__Records shown__:
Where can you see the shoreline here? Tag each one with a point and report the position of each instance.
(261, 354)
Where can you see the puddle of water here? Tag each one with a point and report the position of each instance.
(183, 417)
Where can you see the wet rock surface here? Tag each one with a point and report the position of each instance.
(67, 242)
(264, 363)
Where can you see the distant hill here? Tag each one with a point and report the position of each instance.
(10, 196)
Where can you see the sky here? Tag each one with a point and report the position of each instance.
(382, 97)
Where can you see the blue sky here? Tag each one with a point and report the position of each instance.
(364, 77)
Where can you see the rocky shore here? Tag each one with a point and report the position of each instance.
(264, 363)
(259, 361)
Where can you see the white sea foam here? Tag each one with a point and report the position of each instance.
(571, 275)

...

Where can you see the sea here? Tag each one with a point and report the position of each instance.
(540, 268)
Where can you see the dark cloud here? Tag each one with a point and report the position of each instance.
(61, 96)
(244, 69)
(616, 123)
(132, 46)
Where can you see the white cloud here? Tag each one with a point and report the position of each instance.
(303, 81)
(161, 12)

...

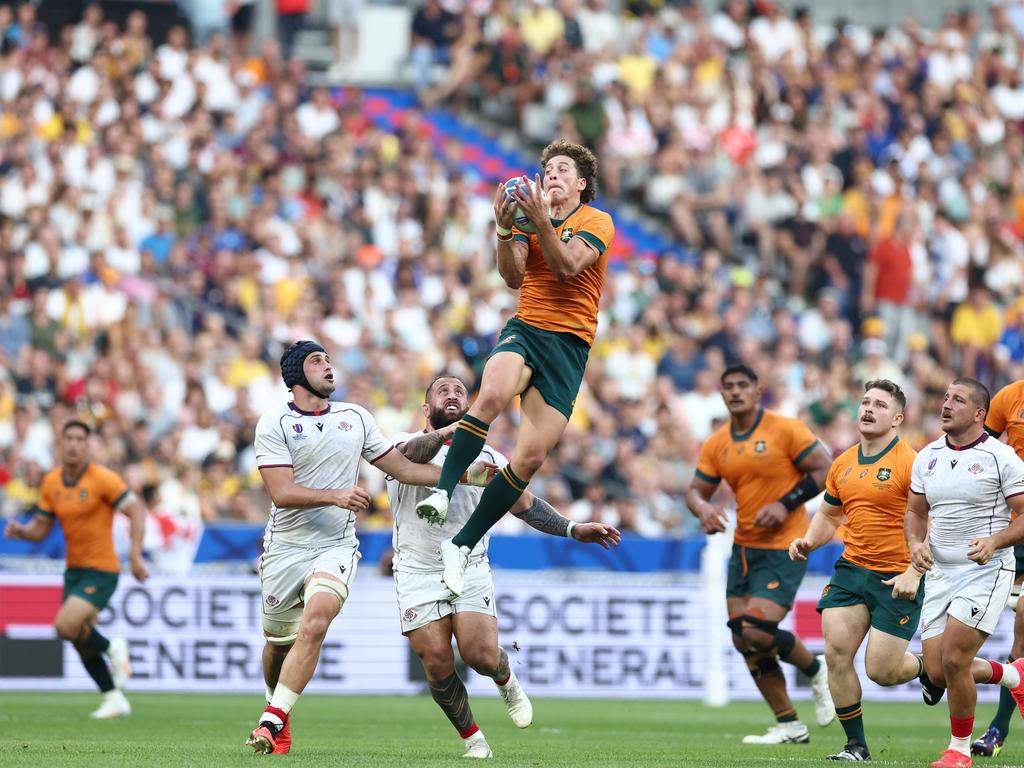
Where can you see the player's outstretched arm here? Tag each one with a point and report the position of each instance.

__Direction__: Gather every line of the entries above that contains the word "white". Treat uppercase and lowercase as different.

__Correct response__:
Where can you see the white sea foam here? Tag each one with a point and report the position of each instance.
Where can you see the white cloud here? Tag each one with a point and report the position of each instance.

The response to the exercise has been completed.